> **Task goal**:
Down to the last line, set down the listing below exactly, apart from its pictures.

> **Recorded data**:
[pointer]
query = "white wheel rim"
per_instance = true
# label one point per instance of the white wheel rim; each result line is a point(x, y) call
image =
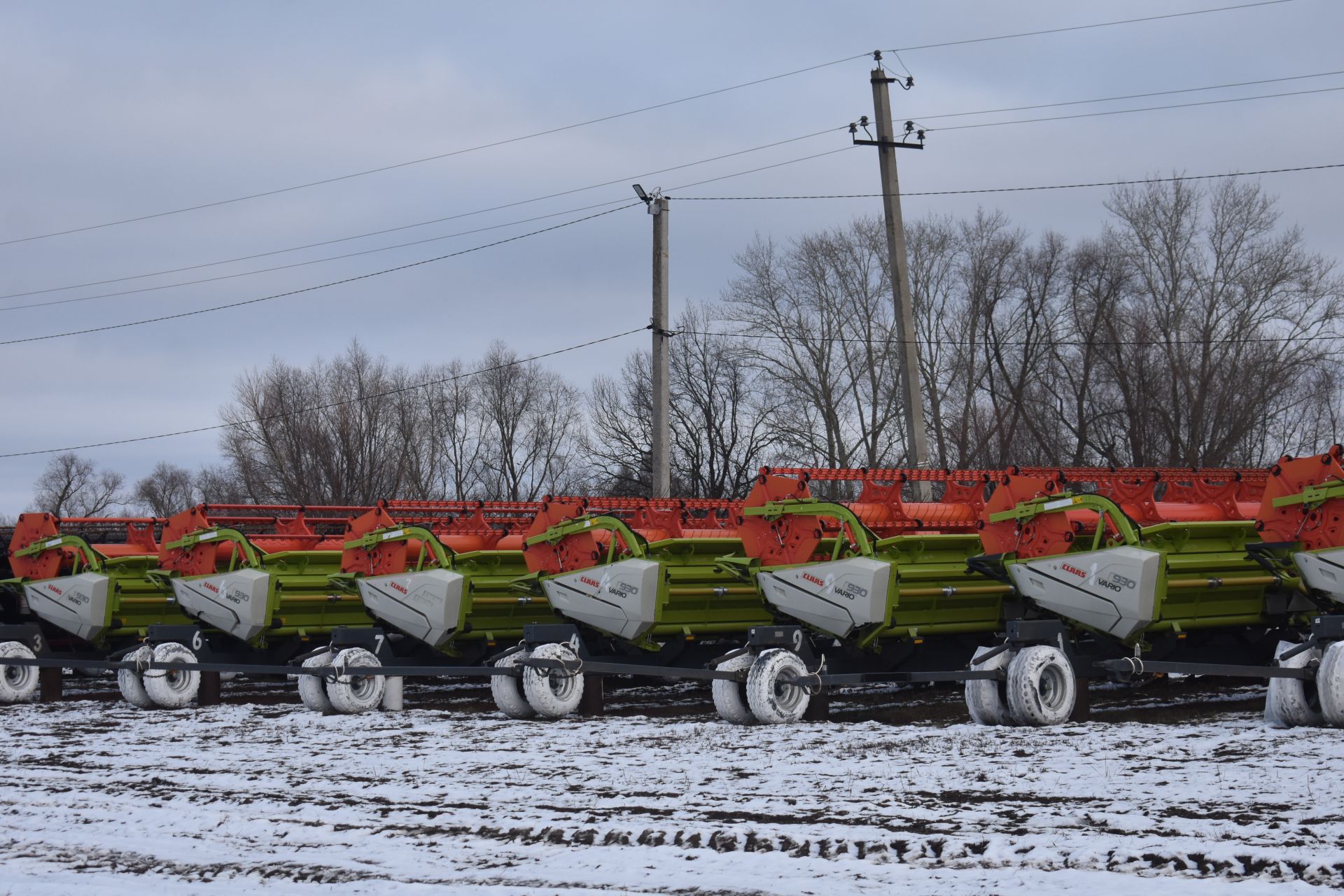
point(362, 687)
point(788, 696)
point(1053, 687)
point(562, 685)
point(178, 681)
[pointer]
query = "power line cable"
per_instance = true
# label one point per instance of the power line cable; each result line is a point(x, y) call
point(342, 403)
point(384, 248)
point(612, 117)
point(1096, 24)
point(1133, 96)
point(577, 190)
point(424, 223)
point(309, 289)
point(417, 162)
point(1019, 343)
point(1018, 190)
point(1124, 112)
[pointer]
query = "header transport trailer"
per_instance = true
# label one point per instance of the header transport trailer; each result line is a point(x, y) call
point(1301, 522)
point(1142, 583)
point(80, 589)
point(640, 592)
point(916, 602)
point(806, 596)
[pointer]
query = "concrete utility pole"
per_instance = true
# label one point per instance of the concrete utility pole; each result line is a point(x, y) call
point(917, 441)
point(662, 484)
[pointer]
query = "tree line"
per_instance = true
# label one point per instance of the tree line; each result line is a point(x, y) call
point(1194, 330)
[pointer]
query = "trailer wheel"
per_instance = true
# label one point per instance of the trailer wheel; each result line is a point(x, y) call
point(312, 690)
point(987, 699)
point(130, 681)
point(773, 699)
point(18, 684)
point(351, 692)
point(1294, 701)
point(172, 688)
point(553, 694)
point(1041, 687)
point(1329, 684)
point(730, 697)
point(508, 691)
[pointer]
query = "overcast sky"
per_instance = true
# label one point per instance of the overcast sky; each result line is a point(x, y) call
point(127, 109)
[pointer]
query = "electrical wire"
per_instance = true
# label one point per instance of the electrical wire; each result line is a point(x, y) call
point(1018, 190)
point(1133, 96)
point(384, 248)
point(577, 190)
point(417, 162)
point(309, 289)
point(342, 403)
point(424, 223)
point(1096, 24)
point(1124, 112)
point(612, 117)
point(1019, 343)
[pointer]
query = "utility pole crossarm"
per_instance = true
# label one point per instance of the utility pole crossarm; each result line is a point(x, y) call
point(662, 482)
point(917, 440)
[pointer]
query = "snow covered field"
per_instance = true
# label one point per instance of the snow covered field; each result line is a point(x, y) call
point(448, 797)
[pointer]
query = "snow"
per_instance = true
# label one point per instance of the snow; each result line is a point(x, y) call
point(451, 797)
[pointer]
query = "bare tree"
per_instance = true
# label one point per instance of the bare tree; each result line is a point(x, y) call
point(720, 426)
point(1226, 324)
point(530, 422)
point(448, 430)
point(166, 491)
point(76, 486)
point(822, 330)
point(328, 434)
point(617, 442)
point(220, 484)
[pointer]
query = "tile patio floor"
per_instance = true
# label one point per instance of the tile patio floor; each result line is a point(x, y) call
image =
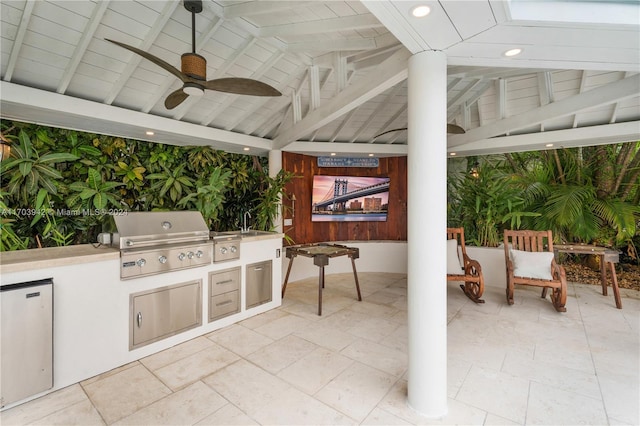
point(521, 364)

> **Written answer**:
[pointer]
query = "white wheel rim"
per_instance = true
# label one point per instance of the white wheel rim; each result line is a point(x, y) call
image =
point(362, 687)
point(788, 696)
point(1053, 687)
point(562, 685)
point(178, 681)
[pointer]
query = "power line cable"
per_instance = true
# label one point per instance of the power line cable; each result line is a point(x, y) call
point(342, 403)
point(384, 248)
point(612, 117)
point(1096, 24)
point(1133, 96)
point(577, 190)
point(424, 223)
point(309, 289)
point(417, 162)
point(1019, 343)
point(1018, 190)
point(1124, 112)
[pointer]
query = "header transport trailer"
per_instance = true
# label one point per instance of the header transport trailer; each result line is a point(x, y) call
point(1301, 522)
point(1142, 583)
point(80, 589)
point(640, 592)
point(916, 602)
point(806, 596)
[pointer]
query = "concrete utility pole"
per_instance = true
# label one point per instance of the concrete utility pole; each result line is a point(x, y) call
point(917, 441)
point(662, 484)
[pointer]
query = "tree line"
per_instance = true
# label one point per instance of the tree line; each result line is a point(x, y) call
point(1194, 330)
[pointer]
query = "trailer wheel"
per_instance = true
# label one point per instance of the trailer wheel; each result line is a point(x, y) call
point(312, 690)
point(987, 699)
point(130, 681)
point(773, 699)
point(18, 684)
point(351, 692)
point(1294, 701)
point(172, 688)
point(553, 694)
point(1041, 687)
point(1329, 684)
point(730, 697)
point(508, 691)
[pointer]
query = "overcast sky"
per_instance = true
# label one point per instance of the overcast sky; each result line is a point(x, y) call
point(127, 109)
[pointer]
query = "electrical wire"
per_instance = true
# label one point per instance of the electrical wire; each result line is a point(x, y) call
point(1018, 190)
point(1133, 96)
point(384, 248)
point(577, 190)
point(417, 162)
point(309, 289)
point(342, 403)
point(424, 223)
point(1096, 24)
point(1124, 112)
point(612, 117)
point(1019, 343)
[pointer]
query = "utility pole crossarm"
per_instance = true
# label one point per instance of the utility pole crossarm; each result line is a point(x, y) call
point(662, 482)
point(917, 440)
[pointer]
query = "snow covered field"
per_instance = true
# label one point per instance of the snow covered field; each result line is a point(x, y) call
point(448, 797)
[pointer]
query = "snow"
per_instance = true
# label one point per instance of the snow; each result line is a point(x, y) call
point(451, 797)
[pointer]
query = "bare tree"
per_instance = true
# label one point per instance of the bare tree; each result line is a point(x, y) call
point(720, 426)
point(1226, 324)
point(530, 422)
point(448, 430)
point(166, 491)
point(76, 486)
point(822, 330)
point(328, 434)
point(617, 442)
point(220, 484)
[pointer]
query = "tile patio floor"
per_instance = true
# label one point per instance of the tile patio floor; each result line is a point(x, y) call
image =
point(521, 364)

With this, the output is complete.